__課題の指示__.
A - ルーシー役のインタビューの中で、『』で囲んで示されている作品名をすべて書き出しなさい。
B - ルーシー役のインタビューを、最後の文の続きから書き進めなさい。

__本文__.
===============

ルーシーもジキルとハイドのような二面性を持ち合わせていると思うんです。人間ってみんな心で思っていてもなかなか口には出せない、二面性を持っている生き物だと思うので。ルーシーも頭と心では“この人に引っかかってはいけない”とわかっているけれど、体がいうことを聞かないという、一致しないところはどこかでハイドっぽいような……。惹かれる部分はルーシーの中のハイド的な部分なのかなと思いますね。

――ルーシー役は色気というものが大きなテーマになってきますね。

そうですね(笑)。昨日の本読みの時にも山田(和也)さんに「ハイドとルーシーのシーンは最大にセクシーなシーンだからよろしくね」と言われました(笑)。石丸さんとは前回エマ役で美しい夫婦を演じ、『日本人のへそ』という作品では、やくざとその彼女を演じましたが、あそこまで濃密なラブシーンをやるのは今回が初めてなので、ちょっと照れくさいですね。私にとってはお兄ちゃんみたいな存在なので(笑)。石丸さんとあのラブシーンをやるんだと思うと、私自身まだ恥ずかしい気持ちがあります(笑)。

――石丸さんも「声を合わせた時のルーシーの歌声が色っぽくて衝撃を受けた」と絶賛されていたようです。

照れますね()。本当に楽曲も大変な曲が多くて。今までは『レ・ミゼラブル』や『ミス・サイゴン』など自分の音域にピッタリな曲ばかりをやらせていただきましたが、今回の曲はキーの幅も広く、かつ今までのような子供っぽいベルティングで歌うことは許されなくて、ねっとり歌うことを求められる役。この1ヵ月で変わっていきたい、変わっていかなければと思っているところです。
コンサートではルーシーの楽曲も自分らしく歌ってしまえばよかったのですが、いざルーシーとして歌うとなると、声の使い方も違うしメロディへの歌詞の乗せ方もまったく違ってくるので、新しい曲を覚えている感覚ですね。

――ワイルドホーンさんの楽曲の魅力についてはいかがでしょうか?

===============

__項目一覧__.
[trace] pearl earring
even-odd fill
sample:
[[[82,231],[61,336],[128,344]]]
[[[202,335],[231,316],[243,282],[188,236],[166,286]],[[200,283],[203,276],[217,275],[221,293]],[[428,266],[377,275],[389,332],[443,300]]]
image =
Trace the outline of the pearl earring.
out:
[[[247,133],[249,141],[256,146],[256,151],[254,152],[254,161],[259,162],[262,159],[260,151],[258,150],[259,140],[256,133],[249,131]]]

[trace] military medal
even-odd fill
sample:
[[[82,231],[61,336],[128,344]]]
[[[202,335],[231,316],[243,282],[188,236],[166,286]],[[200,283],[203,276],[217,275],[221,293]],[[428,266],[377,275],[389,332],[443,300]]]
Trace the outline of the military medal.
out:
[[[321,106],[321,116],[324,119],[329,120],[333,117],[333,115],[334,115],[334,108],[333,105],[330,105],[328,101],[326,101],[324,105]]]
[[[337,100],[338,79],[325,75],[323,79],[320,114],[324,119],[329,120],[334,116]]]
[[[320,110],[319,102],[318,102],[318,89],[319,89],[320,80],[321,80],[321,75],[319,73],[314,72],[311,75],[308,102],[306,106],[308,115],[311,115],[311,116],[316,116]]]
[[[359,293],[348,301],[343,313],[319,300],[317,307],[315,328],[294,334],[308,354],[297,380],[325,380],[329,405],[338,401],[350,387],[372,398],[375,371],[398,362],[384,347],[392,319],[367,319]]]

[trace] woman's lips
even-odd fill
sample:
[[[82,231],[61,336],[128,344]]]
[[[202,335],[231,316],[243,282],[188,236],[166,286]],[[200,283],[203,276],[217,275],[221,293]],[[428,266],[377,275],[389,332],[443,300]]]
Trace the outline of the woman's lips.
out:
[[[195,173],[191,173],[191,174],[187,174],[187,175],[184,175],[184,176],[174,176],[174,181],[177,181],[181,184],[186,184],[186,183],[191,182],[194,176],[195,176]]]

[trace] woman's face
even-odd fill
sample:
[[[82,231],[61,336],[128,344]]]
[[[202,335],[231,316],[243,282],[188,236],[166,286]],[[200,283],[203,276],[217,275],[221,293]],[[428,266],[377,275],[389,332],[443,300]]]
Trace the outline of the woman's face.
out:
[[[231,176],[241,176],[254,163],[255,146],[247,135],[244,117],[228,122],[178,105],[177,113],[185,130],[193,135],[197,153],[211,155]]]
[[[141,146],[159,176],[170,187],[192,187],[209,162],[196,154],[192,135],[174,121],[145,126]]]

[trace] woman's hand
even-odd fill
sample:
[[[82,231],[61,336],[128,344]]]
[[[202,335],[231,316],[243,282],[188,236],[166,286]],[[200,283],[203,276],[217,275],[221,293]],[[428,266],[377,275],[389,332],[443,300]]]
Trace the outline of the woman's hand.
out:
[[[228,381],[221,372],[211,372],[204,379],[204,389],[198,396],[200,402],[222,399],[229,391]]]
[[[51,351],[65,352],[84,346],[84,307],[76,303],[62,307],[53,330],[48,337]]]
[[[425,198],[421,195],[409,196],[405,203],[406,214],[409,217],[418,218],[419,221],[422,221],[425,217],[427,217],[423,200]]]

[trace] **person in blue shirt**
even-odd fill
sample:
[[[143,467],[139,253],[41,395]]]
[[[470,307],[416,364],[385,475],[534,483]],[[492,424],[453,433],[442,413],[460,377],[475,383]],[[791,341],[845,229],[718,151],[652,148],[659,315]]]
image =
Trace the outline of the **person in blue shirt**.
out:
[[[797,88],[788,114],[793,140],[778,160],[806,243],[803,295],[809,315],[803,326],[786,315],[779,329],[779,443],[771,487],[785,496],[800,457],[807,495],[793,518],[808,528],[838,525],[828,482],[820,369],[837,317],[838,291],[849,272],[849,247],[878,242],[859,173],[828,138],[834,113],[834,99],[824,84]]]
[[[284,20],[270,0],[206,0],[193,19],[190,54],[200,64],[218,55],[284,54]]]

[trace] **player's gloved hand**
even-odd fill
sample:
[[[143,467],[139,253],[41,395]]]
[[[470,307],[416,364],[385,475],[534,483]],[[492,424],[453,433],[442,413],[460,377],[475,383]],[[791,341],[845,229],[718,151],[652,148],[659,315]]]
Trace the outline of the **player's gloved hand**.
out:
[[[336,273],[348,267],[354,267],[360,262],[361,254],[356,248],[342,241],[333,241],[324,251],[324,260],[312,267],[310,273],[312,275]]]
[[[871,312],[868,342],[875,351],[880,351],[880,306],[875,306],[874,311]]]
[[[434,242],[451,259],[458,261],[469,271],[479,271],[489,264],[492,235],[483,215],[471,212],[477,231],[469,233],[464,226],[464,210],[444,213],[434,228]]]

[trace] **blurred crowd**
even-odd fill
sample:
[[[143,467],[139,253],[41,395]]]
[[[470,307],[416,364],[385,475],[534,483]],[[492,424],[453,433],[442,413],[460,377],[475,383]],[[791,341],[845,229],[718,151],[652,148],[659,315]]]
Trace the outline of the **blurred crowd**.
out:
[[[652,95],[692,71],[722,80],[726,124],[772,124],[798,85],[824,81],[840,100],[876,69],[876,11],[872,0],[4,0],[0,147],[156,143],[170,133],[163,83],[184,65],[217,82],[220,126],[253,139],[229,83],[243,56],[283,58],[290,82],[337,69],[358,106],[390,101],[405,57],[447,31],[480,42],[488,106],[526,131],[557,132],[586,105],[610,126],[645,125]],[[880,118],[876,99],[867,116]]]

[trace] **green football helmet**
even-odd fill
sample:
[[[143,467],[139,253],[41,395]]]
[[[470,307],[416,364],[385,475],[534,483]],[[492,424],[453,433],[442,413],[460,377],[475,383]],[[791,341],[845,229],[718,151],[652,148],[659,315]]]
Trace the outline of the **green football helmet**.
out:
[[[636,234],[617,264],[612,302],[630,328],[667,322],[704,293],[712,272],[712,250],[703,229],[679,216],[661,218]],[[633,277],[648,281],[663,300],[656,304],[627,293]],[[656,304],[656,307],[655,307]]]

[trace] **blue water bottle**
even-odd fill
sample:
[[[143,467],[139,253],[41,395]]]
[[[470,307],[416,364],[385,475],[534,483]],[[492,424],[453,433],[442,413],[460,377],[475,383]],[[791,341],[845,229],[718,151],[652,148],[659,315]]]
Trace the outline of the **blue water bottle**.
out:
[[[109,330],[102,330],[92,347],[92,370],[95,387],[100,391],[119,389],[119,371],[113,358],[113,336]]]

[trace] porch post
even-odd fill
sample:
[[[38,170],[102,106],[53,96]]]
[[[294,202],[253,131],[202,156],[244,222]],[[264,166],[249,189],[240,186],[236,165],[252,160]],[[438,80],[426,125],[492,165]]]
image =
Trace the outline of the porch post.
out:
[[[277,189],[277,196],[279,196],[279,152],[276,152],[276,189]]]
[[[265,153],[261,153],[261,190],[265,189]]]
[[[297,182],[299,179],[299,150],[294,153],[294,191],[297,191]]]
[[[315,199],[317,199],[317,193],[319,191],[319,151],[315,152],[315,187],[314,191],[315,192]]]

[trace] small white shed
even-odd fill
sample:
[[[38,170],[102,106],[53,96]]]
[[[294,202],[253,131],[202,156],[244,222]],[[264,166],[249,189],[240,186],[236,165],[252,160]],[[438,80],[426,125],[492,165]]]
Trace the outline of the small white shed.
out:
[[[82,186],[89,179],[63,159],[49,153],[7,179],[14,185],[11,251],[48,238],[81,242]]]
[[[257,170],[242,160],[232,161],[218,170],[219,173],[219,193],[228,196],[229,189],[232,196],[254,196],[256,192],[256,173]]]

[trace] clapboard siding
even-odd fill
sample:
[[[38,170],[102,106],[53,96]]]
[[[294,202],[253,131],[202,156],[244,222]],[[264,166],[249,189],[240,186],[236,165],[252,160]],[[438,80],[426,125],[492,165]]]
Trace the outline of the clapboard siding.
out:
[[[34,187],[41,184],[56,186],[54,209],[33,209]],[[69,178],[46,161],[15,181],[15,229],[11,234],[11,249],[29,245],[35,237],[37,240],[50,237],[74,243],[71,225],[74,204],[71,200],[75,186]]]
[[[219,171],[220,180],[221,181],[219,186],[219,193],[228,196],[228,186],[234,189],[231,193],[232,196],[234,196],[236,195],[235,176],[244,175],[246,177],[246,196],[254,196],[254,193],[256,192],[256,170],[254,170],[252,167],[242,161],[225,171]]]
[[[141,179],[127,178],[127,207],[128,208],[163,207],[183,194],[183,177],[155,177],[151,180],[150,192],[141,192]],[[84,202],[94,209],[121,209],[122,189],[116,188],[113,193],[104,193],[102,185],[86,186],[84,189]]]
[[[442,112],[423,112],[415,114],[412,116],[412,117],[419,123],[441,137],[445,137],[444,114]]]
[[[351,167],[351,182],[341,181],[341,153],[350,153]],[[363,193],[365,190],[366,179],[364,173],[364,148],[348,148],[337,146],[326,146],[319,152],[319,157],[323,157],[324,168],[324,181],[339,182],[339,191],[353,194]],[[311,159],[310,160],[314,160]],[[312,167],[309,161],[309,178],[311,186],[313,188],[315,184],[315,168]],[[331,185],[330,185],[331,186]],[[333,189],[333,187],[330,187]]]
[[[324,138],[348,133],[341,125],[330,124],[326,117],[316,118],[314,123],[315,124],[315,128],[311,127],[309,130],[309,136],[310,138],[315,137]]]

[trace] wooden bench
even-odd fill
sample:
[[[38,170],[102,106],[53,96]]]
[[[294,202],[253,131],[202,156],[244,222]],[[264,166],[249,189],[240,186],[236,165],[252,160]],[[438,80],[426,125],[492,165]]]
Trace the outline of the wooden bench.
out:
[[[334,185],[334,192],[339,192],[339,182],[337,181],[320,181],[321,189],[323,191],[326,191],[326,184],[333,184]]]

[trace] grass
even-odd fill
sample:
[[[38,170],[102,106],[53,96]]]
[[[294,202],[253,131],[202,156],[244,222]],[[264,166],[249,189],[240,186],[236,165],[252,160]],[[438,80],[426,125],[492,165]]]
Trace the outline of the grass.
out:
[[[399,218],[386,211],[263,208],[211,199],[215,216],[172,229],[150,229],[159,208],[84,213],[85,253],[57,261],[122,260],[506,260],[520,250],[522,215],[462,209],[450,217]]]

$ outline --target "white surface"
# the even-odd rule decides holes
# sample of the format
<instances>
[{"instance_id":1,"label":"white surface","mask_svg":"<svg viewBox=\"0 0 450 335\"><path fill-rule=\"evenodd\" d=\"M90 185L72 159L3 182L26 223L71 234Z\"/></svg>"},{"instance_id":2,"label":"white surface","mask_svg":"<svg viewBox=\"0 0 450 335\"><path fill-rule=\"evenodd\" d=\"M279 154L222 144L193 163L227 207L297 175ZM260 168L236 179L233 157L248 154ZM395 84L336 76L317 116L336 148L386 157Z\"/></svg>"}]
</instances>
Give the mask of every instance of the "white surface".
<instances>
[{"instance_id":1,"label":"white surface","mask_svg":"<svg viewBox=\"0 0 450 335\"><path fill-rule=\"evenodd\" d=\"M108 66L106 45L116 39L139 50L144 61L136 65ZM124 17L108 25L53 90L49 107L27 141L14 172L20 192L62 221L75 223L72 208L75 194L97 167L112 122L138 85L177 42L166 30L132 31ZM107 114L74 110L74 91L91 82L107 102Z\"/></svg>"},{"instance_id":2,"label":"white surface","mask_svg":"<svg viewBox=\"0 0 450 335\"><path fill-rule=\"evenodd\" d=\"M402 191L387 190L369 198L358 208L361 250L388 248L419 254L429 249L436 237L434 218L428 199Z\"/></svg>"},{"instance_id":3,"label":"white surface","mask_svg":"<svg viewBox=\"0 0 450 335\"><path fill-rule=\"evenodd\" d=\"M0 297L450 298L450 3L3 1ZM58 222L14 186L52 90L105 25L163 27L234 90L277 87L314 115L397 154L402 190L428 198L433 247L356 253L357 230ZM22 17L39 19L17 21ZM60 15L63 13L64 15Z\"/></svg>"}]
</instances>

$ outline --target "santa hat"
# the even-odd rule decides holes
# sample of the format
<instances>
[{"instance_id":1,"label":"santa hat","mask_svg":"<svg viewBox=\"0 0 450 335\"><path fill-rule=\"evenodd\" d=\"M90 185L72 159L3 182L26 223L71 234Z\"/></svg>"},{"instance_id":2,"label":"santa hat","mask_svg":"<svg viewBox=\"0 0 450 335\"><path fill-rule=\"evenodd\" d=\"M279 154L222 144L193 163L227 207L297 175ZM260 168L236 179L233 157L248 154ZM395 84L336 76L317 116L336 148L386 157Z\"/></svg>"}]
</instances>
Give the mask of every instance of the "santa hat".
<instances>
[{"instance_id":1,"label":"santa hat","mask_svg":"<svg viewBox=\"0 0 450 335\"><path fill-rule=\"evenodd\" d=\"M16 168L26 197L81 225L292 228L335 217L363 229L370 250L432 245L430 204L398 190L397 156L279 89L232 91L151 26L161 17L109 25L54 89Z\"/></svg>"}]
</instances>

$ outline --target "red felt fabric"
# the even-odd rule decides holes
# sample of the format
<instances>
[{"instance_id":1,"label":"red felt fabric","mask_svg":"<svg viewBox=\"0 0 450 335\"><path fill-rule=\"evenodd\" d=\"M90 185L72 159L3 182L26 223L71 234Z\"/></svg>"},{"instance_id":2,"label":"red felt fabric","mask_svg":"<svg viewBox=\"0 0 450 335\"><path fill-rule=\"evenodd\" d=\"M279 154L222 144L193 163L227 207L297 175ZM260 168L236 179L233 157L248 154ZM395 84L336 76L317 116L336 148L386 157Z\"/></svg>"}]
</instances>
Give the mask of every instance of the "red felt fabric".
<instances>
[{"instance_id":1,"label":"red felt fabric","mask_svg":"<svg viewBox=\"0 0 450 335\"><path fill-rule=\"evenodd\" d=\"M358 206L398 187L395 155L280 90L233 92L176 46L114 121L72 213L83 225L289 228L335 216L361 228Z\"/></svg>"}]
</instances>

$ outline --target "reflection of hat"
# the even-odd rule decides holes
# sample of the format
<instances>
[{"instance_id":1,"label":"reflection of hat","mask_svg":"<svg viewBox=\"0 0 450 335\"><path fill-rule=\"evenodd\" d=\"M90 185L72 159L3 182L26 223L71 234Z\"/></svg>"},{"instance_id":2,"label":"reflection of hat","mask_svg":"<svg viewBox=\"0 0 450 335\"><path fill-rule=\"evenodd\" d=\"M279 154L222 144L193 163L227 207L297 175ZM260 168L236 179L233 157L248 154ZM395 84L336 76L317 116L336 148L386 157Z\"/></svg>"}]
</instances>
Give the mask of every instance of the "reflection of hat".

===============

__各課題の解答__.
A - 『日本人のへそ』、『レ・ミゼラブル』、『ミス・サイゴン』

B -
『ジキル&ハイド』と『ルドルフ』という作品に出ていますが、役者泣かせですよね。本当に喉に負担がかかる曲ばかり(笑)。喉が強くないと出られない作品が多いんです。そのかわり、歌っていると音楽の力に乗せられて次々と感情があふれ出てくる曲が多く、またどこまで転調するのかというくらい転調が多い。『時が来た』をはじめ私が歌う曲も絶対転調しますよね。転調が多いと気持ちも乗ってくるし、観ているお客様も心をわしづかみされますし、音を聴いているだけでも感動してくるのがワイルドホーンさんの魅力であり才能であると思います。

――転調と言えば、前回はエマ、今回はルーシーで役者としても転調されました。

特にイギリスは階級社会なので、エマとルーシーでは階級が頂点と底辺でまったく違います。でも、エマとルーシーもどこかで共通している部分があると思うんです。純粋な気持ちで人を見た目で判断しないような、上辺だけでなく心の中も読み取れることが二人の共通点かなと。だからエマとルーシーが『その目に』をデュエットで歌う場面があるのだと思います。ヘンリーの上辺だけでなく心と向き合っている点では共通していると思いますね。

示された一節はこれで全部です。